ACTIONS TO TAKE:
1. In the article on Ariel Moscovici, where and in what year was the public work Between Sky and Earth installed?
2. Rewrite the paragraph of the article on Ariel Moscovici that begins "Born in Bucharest, Romania" as a short bulleted list that keeps its main facts.
3. Reproduce the passage of the article on Ariel Moscovici from "In my work I" up to and including "or artistic movement.".

EXTRACT TO READ:
Start

= Ariel Moscovici =

French sculptor

Ariel Moscovici (born 1956, Bucharest, Romania) is a sculptor born in Romania and based in France.

== Works ==
His drawings and sculptures have appeared in France at Salons de Mai, Grands et Jeunes d'aujourd'hui, Salon des Réalités Nouvelles, 33rd Salon de la Jeune Sculpture, 3Oth Salon de Montrouge, and others. Internationally, his work has been the subject of exhibits and installations in Andorra, Spain, Belgium, Germany, Luxembourg, Korea, Taiwan and Japan. Moscovici works have been awarded first prize at the Biennale Internationale de Sculpture Contemporaine, Collioure and purchase awards from the Taipei Fine Arts Museum in Taiwan. Moscovici's public art work Between Sky and Earth, was installed at Taipei 101 in 2003.

Born in Bucharest, Romania, Moscovici graduated in 1979 from L'École nationale supérieure des Beaux-Arts (ENSBA) in Paris. He now lives at Montbel, in the south of France. He is married to French sculptor Sylvie Rivillon.

==Style==

Moscovici, normally reluctant to discuss art in words, has in recent years offered a few written comments for exhibit programs. His remarks include the following observations.

In my work I use mostly what may be called classical materials (stone, wood, clay, bronze, metal. etc.) because these are almost abstract and amorphous. Their identity resides mainly in their structure (except for metal). This allows me to model them the way I want while respecting their character.

I want to realize what I call "inhabited forms"--forms that contain energy, as if they could breathe and live by themselves. This is a personal attitude of mine, both classical and modern, as I don't wish to be part of any official fashion or artistic movement.

My subjects have no clear borders. They are connected to each other. My basic themes: nature; landscapes that accommodate and oppose human creation; an architecture of the "spirit"; skeletons and enveloping skin; the evocation of a feeling or a sound or a privileged location; landscapes with flat areas and mountains, rough or modelled, with erosion that is natural or artificial, accomplished by nature or man.

I am lately working on a series of variations on a theme. In Between Three Points [2000] I explored the idea of reading a sculpture in time, as in a work of music. The work is built from three pieces that... tell the story of the creation of a form in three chapters: (1) the beginning, birth, or underground level, (2) the initiation, or earth ground level, and (3) the rebirth or result tending toward the sky. The form is not completely free to grow as it will, but is constrained and guided by internal tectonic pressures and external atmospheric pressures. The sculpture can be read in two directions at the same time: horizontally between the three parts and vertically between the ground and the sky....

End

RECORDED DATA:
Start

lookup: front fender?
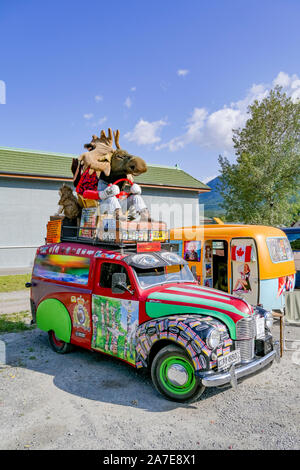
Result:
[36,299,72,343]
[136,315,233,371]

End

FULL SOLUTIONS:
1. It was installed at Taipei 101 in 2003.

2.
- Born in Bucharest, Romania
- Graduated in 1979 from L'École nationale supérieure des Beaux-Arts (ENSBA) in Paris
- Now lives at Montbel, in the south of France
- Married to French sculptor Sylvie Rivillon

3.
In my work I use mostly what may be called classical materials (stone, wood, clay, bronze, metal. etc.) because these are almost abstract and amorphous. Their identity resides mainly in their structure (except for metal). This allows me to model them the way I want while respecting their character.

I want to realize what I call "inhabited forms"--forms that contain energy, as if they could breathe and live by themselves. This is a personal attitude of mine, both classical and modern, as I don't wish to be part of any official fashion or artistic movement.